PROMPT:
Only certain lines below are wanted: those starting at the line containing "Target: man in plaid shirt" and ending at the line containing "Target: longbranch saloon banner", both included, each retyped exactly.

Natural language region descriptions
= = = = =

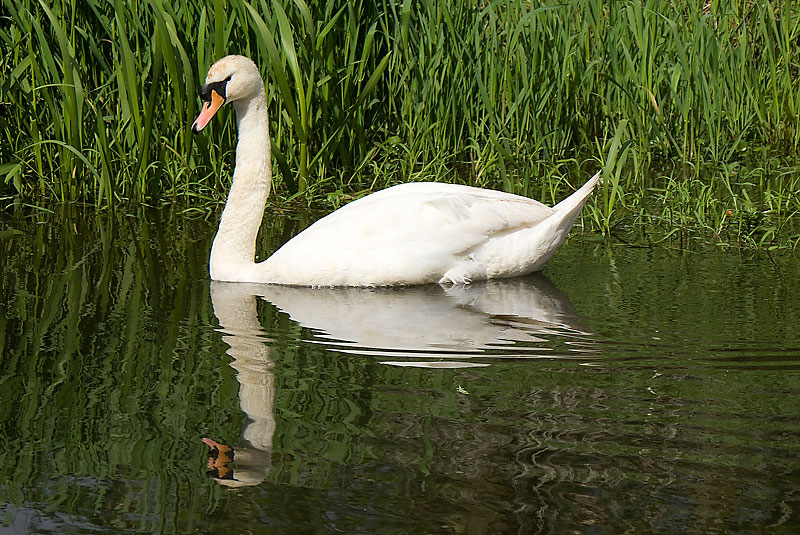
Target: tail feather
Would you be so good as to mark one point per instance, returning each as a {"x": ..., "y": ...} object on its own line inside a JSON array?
[{"x": 580, "y": 195}]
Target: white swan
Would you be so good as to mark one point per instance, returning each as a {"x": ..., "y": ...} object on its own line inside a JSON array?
[{"x": 408, "y": 234}]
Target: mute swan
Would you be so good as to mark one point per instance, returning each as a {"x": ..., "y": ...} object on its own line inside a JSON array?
[{"x": 408, "y": 234}]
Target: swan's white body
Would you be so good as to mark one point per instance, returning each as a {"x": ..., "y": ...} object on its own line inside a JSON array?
[{"x": 408, "y": 234}]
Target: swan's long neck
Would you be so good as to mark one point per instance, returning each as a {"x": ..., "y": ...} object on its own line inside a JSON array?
[{"x": 234, "y": 246}]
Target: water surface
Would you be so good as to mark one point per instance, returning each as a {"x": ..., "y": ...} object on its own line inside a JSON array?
[{"x": 624, "y": 390}]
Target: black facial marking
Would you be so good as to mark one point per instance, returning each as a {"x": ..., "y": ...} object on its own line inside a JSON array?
[{"x": 218, "y": 87}]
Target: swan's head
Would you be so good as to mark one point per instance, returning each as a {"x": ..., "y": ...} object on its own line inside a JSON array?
[{"x": 230, "y": 79}]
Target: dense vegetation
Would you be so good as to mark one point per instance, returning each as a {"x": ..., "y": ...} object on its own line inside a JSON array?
[{"x": 691, "y": 108}]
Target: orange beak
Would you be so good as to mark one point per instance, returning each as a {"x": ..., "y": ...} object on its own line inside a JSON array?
[{"x": 210, "y": 107}]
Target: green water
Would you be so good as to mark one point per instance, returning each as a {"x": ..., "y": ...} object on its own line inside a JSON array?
[{"x": 626, "y": 391}]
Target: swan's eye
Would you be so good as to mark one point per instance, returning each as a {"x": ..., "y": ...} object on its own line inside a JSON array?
[{"x": 218, "y": 87}]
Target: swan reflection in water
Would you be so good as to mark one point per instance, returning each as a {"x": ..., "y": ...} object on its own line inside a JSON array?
[{"x": 428, "y": 323}]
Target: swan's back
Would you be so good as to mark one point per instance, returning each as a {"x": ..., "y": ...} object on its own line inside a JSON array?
[{"x": 408, "y": 234}]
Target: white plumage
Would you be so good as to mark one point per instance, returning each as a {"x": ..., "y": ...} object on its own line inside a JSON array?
[{"x": 409, "y": 234}]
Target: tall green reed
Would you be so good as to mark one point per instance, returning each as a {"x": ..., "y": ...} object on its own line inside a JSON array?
[{"x": 97, "y": 96}]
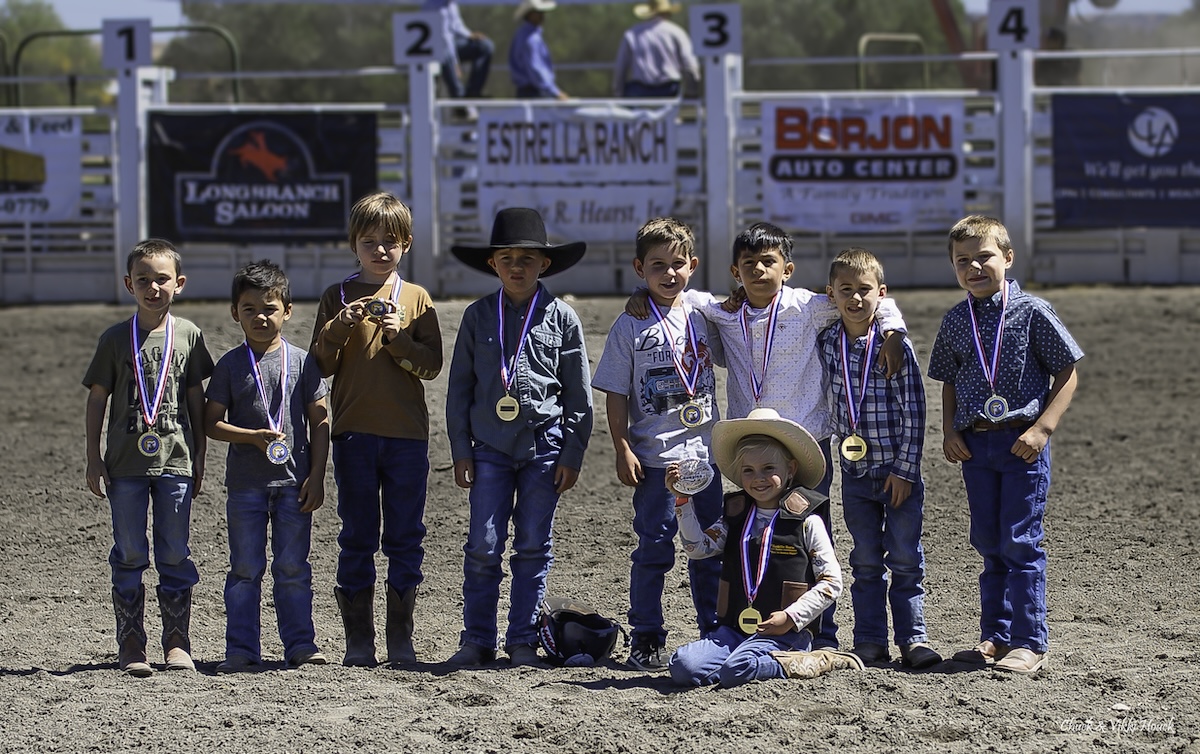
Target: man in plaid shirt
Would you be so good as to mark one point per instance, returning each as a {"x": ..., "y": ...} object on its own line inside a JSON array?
[{"x": 881, "y": 422}]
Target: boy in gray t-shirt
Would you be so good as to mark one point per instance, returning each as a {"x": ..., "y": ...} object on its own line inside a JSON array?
[
  {"x": 661, "y": 402},
  {"x": 267, "y": 399}
]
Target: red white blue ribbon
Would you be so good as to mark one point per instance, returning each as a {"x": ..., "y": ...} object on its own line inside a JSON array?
[{"x": 150, "y": 407}]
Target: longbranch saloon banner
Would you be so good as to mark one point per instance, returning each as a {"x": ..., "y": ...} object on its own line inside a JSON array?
[
  {"x": 1122, "y": 161},
  {"x": 593, "y": 173},
  {"x": 41, "y": 167},
  {"x": 255, "y": 175},
  {"x": 844, "y": 165}
]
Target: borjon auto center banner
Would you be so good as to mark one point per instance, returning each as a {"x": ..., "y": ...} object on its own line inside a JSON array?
[
  {"x": 1122, "y": 161},
  {"x": 41, "y": 167},
  {"x": 841, "y": 165},
  {"x": 593, "y": 173},
  {"x": 253, "y": 175}
]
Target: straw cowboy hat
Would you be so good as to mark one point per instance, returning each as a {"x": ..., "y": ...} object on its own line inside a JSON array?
[
  {"x": 519, "y": 227},
  {"x": 645, "y": 10},
  {"x": 797, "y": 440},
  {"x": 533, "y": 5}
]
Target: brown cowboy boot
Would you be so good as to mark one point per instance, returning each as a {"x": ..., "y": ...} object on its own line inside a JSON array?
[
  {"x": 400, "y": 626},
  {"x": 358, "y": 620},
  {"x": 177, "y": 618},
  {"x": 131, "y": 634},
  {"x": 816, "y": 663}
]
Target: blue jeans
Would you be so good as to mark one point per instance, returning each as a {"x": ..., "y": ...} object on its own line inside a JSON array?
[
  {"x": 886, "y": 539},
  {"x": 498, "y": 480},
  {"x": 479, "y": 54},
  {"x": 131, "y": 498},
  {"x": 250, "y": 512},
  {"x": 654, "y": 522},
  {"x": 827, "y": 638},
  {"x": 381, "y": 477},
  {"x": 1007, "y": 500},
  {"x": 732, "y": 658}
]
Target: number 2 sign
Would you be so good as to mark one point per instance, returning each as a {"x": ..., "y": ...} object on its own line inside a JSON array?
[
  {"x": 715, "y": 29},
  {"x": 418, "y": 39},
  {"x": 1013, "y": 24},
  {"x": 125, "y": 43}
]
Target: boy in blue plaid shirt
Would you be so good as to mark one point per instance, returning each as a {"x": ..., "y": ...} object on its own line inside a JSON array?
[{"x": 881, "y": 422}]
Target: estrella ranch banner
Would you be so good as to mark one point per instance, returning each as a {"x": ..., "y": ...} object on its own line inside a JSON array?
[
  {"x": 844, "y": 165},
  {"x": 41, "y": 167},
  {"x": 1122, "y": 161},
  {"x": 594, "y": 173},
  {"x": 280, "y": 175}
]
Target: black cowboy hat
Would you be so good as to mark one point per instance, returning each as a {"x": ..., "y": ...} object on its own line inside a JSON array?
[{"x": 519, "y": 227}]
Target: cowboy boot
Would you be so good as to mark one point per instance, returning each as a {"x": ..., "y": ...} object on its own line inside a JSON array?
[
  {"x": 131, "y": 634},
  {"x": 358, "y": 618},
  {"x": 400, "y": 626},
  {"x": 816, "y": 663},
  {"x": 177, "y": 618}
]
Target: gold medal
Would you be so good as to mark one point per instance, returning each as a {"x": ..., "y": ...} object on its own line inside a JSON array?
[
  {"x": 749, "y": 621},
  {"x": 149, "y": 444},
  {"x": 853, "y": 448},
  {"x": 508, "y": 408},
  {"x": 691, "y": 414}
]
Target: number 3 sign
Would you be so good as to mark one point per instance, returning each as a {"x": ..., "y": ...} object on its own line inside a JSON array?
[
  {"x": 418, "y": 39},
  {"x": 125, "y": 43},
  {"x": 715, "y": 29},
  {"x": 1013, "y": 24}
]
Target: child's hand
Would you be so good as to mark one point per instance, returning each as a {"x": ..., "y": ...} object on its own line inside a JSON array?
[
  {"x": 637, "y": 305},
  {"x": 892, "y": 352},
  {"x": 465, "y": 473},
  {"x": 736, "y": 300},
  {"x": 565, "y": 478},
  {"x": 312, "y": 495},
  {"x": 1031, "y": 443},
  {"x": 629, "y": 468},
  {"x": 900, "y": 489},
  {"x": 777, "y": 624},
  {"x": 954, "y": 448},
  {"x": 97, "y": 478}
]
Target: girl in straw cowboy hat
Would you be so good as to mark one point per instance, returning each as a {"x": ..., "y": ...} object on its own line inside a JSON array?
[{"x": 779, "y": 572}]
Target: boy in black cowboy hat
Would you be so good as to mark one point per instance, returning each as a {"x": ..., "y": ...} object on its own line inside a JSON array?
[{"x": 519, "y": 413}]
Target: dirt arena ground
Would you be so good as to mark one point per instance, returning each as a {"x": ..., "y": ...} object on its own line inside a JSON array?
[{"x": 1122, "y": 582}]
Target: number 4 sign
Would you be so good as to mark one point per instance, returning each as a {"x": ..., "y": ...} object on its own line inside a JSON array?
[
  {"x": 1013, "y": 24},
  {"x": 125, "y": 43}
]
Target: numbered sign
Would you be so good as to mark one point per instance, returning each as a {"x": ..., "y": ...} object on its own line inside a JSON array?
[
  {"x": 1013, "y": 24},
  {"x": 125, "y": 43},
  {"x": 418, "y": 39},
  {"x": 715, "y": 29}
]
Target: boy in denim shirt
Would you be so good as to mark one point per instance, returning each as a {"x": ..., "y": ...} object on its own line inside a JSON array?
[{"x": 519, "y": 412}]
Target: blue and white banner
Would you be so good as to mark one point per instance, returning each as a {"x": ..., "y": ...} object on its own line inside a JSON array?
[
  {"x": 855, "y": 165},
  {"x": 594, "y": 173},
  {"x": 1126, "y": 161}
]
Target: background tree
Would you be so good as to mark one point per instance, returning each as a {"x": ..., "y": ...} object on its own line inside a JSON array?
[{"x": 65, "y": 57}]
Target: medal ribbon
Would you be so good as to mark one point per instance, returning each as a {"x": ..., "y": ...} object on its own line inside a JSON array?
[
  {"x": 395, "y": 288},
  {"x": 756, "y": 383},
  {"x": 150, "y": 410},
  {"x": 275, "y": 423},
  {"x": 751, "y": 587},
  {"x": 855, "y": 405},
  {"x": 509, "y": 369},
  {"x": 688, "y": 378},
  {"x": 989, "y": 373}
]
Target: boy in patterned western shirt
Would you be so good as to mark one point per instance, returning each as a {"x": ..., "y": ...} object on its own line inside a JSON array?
[
  {"x": 881, "y": 422},
  {"x": 1007, "y": 364}
]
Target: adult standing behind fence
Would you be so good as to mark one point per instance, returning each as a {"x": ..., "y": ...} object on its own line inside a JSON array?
[
  {"x": 462, "y": 46},
  {"x": 533, "y": 73},
  {"x": 655, "y": 54}
]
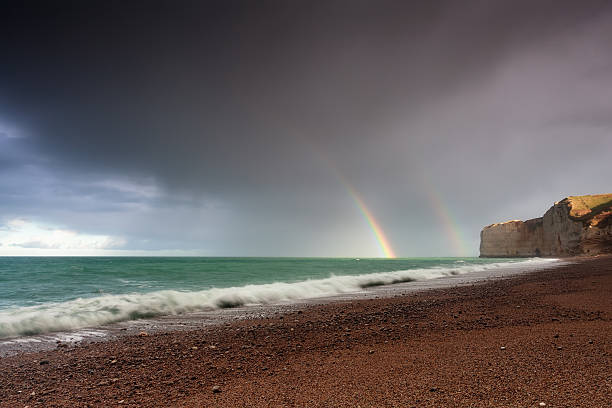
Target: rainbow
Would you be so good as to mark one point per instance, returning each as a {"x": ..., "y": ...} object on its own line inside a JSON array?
[
  {"x": 379, "y": 234},
  {"x": 444, "y": 215}
]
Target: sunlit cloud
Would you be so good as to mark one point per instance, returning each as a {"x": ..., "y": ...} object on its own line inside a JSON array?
[{"x": 24, "y": 236}]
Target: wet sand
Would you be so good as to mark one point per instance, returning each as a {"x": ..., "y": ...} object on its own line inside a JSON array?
[{"x": 543, "y": 337}]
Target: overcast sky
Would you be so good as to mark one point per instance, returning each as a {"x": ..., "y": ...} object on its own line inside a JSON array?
[{"x": 236, "y": 127}]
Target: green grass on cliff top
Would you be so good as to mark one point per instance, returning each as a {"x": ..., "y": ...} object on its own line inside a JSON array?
[{"x": 583, "y": 205}]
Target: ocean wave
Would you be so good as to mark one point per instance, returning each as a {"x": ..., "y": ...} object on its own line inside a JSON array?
[{"x": 105, "y": 309}]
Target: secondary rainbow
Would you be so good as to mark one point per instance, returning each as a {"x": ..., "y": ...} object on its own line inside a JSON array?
[{"x": 444, "y": 215}]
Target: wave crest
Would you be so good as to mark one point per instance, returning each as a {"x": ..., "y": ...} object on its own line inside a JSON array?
[{"x": 80, "y": 313}]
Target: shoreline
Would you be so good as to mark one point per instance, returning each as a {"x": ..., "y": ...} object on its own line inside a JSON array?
[
  {"x": 544, "y": 336},
  {"x": 217, "y": 317}
]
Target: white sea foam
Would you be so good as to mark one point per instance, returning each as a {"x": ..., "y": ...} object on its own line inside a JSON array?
[{"x": 96, "y": 311}]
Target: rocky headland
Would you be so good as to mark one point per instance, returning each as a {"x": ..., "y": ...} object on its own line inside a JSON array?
[{"x": 576, "y": 225}]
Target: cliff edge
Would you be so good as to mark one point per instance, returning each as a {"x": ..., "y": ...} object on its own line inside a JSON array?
[{"x": 576, "y": 225}]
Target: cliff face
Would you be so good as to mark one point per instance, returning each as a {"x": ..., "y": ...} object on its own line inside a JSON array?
[{"x": 573, "y": 226}]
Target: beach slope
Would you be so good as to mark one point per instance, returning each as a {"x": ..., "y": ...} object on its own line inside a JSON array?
[{"x": 539, "y": 338}]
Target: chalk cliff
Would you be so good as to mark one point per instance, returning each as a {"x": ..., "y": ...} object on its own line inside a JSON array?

= = = = =

EXERCISE OUTPUT:
Target: man in plaid shirt
Would you be so good as to mark one point per instance, returning each as a {"x": ..., "y": ...} object on its own line inside a JSON array?
[{"x": 881, "y": 422}]
Target: boy in gray t-shirt
Would you be so good as to mark one point per instance, returning each as a {"x": ..., "y": ...} object on its own line inside a JSON array?
[
  {"x": 661, "y": 402},
  {"x": 267, "y": 399}
]
Target: red white blue ribbon
Would you be so good as to mark one point per instance, returning each as a {"x": ..., "y": ...} object on its own line inside a JSON array?
[{"x": 150, "y": 407}]
Target: longbranch saloon banner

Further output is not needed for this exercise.